This repository provides instruction-tuned large language models (LLMs) specifically for the Chinese medical domain, named BenTsao (formerly HuaTuo). It aims to improve LLM performance in medical question answering by fine-tuning base models like LLaMA, Bloom, and Huozi with a custom Chinese medical instruction dataset derived from knowledge graphs and literature.
How It Works
The project employs LoRA (Low-Rank Adaptation) for efficient instruction fine-tuning, balancing computational resources and model performance. A key innovation is "knowledge-tuning," which involves a three-stage process: extracting parameters from a question to query a medical knowledge base, retrieving relevant knowledge, and then using this knowledge to generate an answer. This approach aims to make LLMs explicitly utilize structured medical knowledge during inference for more reliable responses.
Quick Start & Requirements
- Install dependencies:
pip install -r requirements.txt
- Python 3.9+ recommended.

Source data
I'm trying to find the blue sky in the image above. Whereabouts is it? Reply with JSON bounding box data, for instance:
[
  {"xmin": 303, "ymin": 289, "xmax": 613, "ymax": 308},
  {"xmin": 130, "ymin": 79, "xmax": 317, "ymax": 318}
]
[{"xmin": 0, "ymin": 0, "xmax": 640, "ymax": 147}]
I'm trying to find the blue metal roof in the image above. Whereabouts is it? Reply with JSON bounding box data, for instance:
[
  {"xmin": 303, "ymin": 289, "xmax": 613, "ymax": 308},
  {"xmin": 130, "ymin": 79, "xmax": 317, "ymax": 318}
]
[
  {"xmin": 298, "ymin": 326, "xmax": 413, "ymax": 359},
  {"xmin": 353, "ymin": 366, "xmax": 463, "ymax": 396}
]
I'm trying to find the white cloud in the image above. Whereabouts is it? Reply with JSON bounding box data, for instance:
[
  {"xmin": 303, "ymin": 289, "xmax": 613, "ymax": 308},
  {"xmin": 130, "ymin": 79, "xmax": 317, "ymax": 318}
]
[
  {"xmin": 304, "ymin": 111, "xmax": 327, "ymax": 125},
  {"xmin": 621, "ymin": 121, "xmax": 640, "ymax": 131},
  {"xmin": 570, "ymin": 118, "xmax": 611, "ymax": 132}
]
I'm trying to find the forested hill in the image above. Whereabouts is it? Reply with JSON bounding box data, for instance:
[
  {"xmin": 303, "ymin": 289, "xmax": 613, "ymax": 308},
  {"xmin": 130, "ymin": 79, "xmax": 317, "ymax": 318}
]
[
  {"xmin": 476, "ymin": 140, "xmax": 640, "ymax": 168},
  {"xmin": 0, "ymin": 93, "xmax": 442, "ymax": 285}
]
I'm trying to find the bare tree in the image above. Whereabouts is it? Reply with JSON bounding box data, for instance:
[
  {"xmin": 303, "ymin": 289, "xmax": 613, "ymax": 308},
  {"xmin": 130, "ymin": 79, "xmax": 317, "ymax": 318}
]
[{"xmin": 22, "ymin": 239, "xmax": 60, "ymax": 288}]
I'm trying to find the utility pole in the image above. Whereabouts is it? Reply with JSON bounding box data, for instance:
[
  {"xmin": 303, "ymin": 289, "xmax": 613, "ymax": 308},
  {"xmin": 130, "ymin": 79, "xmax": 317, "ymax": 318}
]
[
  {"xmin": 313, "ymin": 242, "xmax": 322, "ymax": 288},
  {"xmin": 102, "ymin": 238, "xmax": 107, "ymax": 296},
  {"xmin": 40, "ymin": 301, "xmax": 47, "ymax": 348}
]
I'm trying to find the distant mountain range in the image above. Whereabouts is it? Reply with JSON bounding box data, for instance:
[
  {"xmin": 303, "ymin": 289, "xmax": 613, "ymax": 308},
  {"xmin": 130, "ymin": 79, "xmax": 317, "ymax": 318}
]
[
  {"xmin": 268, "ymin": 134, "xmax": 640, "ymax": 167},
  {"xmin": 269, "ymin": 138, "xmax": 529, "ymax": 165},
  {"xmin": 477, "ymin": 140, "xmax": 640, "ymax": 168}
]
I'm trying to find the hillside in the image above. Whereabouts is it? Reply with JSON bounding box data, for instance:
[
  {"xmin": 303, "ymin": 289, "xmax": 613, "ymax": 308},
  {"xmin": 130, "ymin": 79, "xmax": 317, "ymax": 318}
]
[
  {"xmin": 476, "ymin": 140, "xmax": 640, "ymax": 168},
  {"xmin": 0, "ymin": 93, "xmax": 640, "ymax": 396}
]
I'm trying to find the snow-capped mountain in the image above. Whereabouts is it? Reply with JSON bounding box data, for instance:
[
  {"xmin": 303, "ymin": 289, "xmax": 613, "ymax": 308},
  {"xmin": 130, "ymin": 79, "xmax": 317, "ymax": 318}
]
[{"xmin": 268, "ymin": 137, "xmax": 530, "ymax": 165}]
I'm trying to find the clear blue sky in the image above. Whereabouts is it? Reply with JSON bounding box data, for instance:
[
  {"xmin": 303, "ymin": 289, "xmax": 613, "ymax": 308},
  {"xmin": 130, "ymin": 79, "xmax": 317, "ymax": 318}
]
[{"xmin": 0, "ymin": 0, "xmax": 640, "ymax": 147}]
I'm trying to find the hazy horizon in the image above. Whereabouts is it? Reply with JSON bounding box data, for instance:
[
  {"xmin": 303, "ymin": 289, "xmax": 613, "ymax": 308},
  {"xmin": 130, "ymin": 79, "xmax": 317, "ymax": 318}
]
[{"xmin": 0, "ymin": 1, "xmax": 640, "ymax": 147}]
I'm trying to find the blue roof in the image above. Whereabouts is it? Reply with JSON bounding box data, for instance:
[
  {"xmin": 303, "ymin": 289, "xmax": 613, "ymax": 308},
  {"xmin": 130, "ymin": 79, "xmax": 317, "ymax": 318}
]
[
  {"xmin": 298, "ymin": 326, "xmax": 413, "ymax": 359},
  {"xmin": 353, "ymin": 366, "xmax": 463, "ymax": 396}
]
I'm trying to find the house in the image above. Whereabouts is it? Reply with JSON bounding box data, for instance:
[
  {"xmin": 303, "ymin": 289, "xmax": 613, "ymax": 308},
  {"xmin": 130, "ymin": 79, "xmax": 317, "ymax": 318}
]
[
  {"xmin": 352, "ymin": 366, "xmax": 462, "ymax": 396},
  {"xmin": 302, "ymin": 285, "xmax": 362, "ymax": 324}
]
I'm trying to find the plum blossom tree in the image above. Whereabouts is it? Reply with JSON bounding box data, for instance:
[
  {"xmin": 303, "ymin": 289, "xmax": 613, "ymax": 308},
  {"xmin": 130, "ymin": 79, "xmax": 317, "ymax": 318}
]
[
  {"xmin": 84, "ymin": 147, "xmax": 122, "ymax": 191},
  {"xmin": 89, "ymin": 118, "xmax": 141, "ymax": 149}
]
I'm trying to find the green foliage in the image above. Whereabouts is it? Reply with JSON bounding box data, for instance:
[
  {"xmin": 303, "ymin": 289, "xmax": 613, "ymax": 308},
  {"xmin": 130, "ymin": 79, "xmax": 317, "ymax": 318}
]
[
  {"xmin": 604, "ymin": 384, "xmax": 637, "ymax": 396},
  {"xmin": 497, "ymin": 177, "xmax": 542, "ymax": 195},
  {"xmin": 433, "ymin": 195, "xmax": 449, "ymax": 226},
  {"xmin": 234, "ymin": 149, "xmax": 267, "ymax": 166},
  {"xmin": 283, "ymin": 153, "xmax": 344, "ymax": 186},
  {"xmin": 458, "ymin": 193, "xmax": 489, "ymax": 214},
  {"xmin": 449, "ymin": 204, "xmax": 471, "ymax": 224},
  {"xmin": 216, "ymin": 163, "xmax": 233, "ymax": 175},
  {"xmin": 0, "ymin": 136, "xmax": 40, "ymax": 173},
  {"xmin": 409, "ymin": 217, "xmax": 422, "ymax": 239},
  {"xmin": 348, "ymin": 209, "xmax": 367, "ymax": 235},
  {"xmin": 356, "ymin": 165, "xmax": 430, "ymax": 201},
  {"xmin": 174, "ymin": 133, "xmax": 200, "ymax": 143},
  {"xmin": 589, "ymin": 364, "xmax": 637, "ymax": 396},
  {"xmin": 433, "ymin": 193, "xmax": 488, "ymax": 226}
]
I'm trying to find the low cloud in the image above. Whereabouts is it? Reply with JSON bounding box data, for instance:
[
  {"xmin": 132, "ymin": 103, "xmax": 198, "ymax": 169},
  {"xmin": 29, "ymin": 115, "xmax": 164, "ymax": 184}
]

==

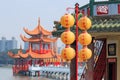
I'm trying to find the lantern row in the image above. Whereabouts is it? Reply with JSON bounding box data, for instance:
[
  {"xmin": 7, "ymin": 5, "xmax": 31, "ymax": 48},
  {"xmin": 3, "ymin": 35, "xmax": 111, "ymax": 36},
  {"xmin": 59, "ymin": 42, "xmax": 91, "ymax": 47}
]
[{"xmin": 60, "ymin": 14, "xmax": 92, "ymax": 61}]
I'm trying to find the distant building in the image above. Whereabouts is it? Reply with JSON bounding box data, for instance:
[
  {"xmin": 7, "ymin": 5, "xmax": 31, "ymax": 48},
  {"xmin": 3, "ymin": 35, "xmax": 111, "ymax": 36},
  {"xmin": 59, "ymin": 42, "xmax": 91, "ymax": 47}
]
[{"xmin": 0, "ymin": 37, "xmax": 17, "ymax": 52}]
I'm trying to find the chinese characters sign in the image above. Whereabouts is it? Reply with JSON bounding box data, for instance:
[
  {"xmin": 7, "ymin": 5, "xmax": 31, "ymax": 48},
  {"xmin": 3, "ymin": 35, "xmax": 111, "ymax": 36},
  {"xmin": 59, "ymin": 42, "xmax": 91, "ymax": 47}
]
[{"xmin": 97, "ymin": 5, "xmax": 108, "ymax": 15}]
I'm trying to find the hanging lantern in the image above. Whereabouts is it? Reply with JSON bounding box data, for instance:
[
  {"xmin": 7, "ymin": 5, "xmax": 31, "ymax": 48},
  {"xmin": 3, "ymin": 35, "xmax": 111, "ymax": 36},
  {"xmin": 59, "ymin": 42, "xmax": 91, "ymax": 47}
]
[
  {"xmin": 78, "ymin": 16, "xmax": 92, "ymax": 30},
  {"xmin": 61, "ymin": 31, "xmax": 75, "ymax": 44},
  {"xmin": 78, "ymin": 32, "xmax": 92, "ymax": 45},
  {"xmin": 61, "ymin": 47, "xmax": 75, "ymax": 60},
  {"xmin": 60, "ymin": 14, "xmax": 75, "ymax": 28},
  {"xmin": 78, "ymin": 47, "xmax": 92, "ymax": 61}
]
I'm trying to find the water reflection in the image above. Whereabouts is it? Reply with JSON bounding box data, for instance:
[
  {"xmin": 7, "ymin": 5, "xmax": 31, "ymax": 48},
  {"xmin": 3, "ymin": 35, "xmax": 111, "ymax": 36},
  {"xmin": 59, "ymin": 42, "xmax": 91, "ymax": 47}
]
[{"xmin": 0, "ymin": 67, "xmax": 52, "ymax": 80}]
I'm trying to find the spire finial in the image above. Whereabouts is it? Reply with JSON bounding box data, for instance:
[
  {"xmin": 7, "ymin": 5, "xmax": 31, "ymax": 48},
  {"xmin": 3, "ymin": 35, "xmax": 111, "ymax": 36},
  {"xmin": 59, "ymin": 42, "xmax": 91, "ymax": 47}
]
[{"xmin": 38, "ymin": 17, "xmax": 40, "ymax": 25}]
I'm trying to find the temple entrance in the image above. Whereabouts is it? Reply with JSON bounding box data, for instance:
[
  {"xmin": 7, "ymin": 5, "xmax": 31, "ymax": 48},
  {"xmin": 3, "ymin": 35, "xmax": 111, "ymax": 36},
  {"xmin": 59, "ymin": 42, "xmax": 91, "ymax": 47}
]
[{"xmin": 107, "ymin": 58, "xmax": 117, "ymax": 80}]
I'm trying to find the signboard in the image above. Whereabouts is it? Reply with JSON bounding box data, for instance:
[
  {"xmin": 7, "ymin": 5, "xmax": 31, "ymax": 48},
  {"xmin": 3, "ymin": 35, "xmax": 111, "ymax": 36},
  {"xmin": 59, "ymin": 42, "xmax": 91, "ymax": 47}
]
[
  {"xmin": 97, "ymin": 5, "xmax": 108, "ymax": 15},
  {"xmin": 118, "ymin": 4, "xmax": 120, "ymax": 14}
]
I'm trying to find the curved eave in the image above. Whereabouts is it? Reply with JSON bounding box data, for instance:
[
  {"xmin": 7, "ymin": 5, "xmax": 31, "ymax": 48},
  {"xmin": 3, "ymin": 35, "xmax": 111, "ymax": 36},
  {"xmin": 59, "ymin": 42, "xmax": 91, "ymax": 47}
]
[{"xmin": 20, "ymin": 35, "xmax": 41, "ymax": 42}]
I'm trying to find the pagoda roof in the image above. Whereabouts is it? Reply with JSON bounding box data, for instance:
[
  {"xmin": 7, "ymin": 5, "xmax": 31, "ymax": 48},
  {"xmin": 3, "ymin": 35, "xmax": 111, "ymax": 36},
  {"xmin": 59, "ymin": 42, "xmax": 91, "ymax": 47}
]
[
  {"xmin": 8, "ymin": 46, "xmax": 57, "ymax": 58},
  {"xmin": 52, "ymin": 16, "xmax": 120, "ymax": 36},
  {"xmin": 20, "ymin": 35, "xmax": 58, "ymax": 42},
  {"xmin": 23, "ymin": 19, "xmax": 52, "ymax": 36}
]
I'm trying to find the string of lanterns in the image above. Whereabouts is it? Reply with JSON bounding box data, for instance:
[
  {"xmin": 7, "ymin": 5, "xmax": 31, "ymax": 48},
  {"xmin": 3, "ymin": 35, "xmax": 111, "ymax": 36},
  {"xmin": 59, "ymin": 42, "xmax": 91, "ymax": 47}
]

EXERCISE 1: Which technique does the BenTsao repository description name as the method used for efficient instruction fine-tuning?
EXERCISE 2: Pick up the BenTsao repository description after its last line and continue it.

TASK RESULT 1: LoRA (Low-Rank Adaptation).

TASK RESULT 2:
- LoRA weights are available via Baidu Netdisk or Hugging Face.
- Inference scripts are provided for different base models and data sources.
- Example inference command:
python infer.py --base_model 'BASE_MODEL_PATH' --lora_weights 'LORA_WEIGHTS_PATH' --use_lora True --instruct_dir 'INFER_DATA_PATH' --prompt_template 'TEMPLATE_PATH'
Highlighted Details
- Offers fine-tuned models based on LLaMA, Bloom, Alpaca-Chinese, and the Huozi (活字) model.
- Dataset construction involves using GPT-3.5 API with medical knowledge graphs (e.g., cMeKG) and medical literature (e.g., 2023 liver cancer literature).
- Published research papers detailing the methodology and datasets.
- LoRA fine-tuning on an A100-SXM-80GB GPU with batch size 128 uses ~40GB VRAM; 24GB VRAM GPUs (3090/4090) are expected to support it.
Maintenance & Community
- Developed by the Health Intelligence Group at the SCIR Center, Harbin Institute of Technology.
- Key contributors and supervising professors are listed.
- References and acknowledges several open-source projects including Huozi, LLaMA, Stanford Alpaca, and CMeKG.
Licensing & Compatibility
- The project explicitly states that all related resources are for academic research only and strictly prohibited for commercial use.
- Use of third-party code is subject to their respective open-source licenses.
Limitations & Caveats
- The project's dataset is largely model-generated and should not be used for actual medical diagnosis.
- The accuracy of model-generated content is not guaranteed due to factors like randomness and quantization.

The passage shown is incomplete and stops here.